- The problem
Look through the entries below. Report each line that has the word "forested" in it.
-------- Information provided --------
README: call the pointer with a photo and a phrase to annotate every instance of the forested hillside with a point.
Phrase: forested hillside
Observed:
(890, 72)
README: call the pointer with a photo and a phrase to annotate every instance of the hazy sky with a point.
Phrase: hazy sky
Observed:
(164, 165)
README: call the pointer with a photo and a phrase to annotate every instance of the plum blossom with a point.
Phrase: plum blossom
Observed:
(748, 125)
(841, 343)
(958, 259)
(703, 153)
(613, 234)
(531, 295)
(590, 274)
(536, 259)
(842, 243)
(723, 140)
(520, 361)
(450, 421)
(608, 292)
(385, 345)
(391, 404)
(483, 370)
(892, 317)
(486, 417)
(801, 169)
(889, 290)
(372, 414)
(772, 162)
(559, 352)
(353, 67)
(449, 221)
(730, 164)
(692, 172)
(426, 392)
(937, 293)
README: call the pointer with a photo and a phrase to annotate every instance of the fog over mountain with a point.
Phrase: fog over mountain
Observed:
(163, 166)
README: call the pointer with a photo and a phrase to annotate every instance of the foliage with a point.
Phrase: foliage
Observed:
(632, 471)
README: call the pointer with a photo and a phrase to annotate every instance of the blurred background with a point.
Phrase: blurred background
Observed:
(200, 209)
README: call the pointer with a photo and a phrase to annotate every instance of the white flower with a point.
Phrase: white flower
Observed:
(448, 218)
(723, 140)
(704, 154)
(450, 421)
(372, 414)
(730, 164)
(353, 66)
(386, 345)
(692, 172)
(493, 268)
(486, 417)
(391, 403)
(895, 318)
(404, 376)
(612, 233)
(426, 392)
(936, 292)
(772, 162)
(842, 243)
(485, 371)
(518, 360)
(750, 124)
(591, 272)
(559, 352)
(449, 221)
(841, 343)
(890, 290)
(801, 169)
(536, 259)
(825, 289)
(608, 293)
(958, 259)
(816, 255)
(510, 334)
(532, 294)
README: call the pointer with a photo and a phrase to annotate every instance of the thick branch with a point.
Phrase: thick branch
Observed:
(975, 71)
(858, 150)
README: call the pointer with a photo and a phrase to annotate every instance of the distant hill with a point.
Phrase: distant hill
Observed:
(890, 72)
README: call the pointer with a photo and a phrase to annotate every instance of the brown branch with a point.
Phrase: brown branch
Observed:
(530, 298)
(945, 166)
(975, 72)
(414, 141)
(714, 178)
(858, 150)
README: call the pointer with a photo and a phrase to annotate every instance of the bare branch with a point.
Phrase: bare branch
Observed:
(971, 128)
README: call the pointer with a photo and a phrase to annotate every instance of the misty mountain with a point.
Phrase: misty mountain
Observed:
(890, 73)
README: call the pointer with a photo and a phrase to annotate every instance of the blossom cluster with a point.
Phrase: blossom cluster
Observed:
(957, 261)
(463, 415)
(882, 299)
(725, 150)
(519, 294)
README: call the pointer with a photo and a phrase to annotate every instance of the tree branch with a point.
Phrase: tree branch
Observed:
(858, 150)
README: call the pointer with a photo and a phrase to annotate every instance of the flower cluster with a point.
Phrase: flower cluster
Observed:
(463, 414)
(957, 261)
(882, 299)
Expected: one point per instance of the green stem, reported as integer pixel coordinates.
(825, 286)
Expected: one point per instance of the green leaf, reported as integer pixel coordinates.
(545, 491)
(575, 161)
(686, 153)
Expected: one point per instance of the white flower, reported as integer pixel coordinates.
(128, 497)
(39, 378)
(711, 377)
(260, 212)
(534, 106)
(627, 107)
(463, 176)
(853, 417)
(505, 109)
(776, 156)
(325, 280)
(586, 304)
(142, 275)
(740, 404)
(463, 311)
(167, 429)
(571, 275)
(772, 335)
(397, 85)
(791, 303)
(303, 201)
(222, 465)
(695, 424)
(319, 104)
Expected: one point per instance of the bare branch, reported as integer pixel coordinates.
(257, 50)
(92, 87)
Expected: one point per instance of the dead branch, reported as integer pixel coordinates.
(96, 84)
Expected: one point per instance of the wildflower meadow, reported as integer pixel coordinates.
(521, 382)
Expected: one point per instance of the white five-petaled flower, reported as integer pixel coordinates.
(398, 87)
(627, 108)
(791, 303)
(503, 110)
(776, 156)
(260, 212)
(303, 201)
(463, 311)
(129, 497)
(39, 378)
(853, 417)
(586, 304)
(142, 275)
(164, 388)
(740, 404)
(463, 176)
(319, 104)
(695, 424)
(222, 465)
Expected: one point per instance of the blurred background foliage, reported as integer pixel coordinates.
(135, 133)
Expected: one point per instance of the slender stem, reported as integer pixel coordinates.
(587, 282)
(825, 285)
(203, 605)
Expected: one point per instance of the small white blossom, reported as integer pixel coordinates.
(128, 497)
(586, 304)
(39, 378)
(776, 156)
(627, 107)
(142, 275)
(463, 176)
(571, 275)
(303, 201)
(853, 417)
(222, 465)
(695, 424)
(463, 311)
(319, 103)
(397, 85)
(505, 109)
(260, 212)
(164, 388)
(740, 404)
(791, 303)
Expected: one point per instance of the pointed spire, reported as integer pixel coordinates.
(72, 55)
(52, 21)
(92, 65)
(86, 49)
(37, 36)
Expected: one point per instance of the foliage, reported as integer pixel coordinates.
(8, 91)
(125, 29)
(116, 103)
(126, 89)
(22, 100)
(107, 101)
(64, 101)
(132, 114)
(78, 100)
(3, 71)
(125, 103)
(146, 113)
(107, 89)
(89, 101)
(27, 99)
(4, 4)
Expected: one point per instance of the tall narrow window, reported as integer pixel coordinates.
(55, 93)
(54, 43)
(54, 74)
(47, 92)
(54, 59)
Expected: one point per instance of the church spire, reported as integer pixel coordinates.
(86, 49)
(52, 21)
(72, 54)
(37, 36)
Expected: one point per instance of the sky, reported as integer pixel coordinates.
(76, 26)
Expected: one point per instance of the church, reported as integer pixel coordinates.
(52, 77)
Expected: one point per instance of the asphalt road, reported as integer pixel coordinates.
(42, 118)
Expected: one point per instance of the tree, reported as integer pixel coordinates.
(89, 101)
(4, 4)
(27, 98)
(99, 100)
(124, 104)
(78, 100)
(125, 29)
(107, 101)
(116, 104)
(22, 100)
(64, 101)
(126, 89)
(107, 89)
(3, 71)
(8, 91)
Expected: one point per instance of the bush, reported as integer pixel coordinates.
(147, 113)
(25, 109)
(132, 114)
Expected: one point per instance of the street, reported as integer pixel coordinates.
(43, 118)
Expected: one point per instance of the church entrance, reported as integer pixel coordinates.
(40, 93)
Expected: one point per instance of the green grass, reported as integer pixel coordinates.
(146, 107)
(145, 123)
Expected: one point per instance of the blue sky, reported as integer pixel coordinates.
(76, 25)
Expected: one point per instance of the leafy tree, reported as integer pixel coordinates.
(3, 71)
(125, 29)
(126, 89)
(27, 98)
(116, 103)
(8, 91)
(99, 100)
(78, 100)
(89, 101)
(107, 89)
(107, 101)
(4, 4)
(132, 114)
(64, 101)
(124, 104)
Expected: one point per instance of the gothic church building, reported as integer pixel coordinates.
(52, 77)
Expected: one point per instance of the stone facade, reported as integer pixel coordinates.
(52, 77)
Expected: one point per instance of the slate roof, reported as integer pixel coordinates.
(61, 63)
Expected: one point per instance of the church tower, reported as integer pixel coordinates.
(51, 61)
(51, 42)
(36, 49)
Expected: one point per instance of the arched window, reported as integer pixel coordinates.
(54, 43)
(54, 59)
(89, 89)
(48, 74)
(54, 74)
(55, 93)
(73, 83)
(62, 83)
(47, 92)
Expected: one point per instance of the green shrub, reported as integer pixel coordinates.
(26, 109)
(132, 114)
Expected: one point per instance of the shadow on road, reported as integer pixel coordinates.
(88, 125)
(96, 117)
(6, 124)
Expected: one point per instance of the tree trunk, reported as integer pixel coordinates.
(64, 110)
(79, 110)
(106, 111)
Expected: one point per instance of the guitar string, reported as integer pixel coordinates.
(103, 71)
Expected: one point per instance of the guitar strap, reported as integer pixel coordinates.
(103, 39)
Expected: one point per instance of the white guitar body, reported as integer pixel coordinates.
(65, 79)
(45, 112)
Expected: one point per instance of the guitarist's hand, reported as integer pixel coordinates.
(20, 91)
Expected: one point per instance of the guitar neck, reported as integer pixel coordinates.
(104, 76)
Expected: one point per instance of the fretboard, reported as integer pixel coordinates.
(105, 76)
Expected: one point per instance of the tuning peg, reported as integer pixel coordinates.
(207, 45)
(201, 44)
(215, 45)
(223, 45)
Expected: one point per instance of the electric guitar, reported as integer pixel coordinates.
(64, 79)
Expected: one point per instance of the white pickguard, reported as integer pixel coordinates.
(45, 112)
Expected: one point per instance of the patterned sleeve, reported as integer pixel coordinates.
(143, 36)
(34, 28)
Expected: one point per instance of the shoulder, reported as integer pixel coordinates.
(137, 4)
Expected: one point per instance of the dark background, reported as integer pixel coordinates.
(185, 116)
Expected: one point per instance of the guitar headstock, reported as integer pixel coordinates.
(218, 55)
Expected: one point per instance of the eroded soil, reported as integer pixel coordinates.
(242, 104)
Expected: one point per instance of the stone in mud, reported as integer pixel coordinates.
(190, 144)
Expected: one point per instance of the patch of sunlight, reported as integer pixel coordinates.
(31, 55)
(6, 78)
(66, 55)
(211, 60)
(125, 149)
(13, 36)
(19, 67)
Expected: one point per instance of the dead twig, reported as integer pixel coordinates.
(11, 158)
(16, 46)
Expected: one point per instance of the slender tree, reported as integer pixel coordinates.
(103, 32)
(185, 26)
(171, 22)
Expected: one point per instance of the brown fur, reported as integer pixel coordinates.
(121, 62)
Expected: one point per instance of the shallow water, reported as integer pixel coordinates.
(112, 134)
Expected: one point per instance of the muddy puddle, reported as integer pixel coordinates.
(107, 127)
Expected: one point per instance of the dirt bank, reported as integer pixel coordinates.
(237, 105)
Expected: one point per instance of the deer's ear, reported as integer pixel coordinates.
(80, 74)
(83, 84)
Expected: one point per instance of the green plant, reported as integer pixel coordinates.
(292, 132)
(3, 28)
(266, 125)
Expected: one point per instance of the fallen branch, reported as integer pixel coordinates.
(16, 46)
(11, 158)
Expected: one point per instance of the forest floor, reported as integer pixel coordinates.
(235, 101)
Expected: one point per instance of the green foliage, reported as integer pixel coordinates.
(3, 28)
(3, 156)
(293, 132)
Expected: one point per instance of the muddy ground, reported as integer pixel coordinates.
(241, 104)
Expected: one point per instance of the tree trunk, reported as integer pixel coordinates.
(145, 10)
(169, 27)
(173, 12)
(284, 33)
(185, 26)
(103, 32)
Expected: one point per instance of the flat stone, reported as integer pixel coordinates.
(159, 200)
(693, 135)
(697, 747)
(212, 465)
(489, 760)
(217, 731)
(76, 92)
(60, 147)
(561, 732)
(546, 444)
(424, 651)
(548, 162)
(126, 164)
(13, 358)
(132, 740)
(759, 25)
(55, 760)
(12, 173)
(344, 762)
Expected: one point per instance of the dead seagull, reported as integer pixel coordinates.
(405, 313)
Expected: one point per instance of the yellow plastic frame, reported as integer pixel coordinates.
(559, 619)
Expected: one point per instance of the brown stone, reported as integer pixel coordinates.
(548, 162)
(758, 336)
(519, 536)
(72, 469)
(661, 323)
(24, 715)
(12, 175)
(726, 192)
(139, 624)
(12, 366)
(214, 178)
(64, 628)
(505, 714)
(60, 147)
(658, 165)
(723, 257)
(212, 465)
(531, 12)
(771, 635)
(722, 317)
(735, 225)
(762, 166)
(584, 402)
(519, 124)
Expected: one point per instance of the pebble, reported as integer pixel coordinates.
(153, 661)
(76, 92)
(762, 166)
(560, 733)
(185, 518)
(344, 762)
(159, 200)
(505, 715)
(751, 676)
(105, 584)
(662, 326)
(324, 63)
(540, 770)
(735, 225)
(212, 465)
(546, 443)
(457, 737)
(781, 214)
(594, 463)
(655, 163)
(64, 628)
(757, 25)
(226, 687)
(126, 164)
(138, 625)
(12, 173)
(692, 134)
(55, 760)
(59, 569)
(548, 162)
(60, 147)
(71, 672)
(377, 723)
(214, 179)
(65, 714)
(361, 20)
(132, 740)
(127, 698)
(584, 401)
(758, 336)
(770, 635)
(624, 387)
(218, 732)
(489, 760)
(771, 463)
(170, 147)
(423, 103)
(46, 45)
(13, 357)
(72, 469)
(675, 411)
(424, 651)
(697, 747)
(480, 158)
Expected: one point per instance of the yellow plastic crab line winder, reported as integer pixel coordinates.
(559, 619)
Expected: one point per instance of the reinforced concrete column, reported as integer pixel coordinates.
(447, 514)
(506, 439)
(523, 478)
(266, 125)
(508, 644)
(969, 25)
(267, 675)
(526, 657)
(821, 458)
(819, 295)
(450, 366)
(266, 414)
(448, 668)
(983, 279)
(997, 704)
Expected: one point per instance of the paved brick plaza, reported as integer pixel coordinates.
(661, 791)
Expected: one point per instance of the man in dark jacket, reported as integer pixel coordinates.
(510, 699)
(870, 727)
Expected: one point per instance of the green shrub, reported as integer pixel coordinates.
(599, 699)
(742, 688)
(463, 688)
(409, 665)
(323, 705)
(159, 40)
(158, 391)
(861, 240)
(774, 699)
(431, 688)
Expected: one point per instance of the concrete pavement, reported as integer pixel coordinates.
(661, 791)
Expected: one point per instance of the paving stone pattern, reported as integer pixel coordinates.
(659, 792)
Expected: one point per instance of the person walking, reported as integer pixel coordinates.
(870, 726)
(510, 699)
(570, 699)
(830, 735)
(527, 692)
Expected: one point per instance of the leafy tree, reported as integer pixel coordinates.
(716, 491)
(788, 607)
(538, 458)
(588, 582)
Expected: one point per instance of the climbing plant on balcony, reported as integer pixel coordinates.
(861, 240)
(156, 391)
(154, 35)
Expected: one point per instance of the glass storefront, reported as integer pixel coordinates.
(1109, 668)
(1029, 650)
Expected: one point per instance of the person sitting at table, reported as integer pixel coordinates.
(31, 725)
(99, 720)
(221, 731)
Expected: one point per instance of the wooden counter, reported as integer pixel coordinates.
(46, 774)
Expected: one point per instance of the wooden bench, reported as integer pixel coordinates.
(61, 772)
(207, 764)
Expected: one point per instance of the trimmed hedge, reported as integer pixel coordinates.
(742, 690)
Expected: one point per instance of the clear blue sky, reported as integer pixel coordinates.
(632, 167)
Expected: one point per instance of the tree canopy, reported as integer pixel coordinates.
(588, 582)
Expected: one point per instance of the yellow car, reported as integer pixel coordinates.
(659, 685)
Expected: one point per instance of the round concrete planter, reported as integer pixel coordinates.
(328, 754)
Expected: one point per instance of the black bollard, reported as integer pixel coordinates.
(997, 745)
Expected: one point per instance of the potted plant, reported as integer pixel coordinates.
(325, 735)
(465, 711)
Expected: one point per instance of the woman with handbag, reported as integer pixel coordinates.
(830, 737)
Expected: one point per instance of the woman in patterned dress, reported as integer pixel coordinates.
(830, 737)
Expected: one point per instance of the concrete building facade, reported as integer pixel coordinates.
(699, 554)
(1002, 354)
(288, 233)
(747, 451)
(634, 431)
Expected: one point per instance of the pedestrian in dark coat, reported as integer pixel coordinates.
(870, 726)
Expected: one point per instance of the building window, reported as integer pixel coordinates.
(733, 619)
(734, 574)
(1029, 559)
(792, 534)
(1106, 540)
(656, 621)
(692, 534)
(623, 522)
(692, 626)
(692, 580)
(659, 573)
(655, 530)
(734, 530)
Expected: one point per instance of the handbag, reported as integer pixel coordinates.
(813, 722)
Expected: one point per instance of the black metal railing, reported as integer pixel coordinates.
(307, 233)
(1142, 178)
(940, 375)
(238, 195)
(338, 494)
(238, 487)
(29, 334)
--------
- Solution for this exercise
README: call the pointer with a photo and a phrase to annotate every instance of the forested hillside with a point.
Phrase: forested hillside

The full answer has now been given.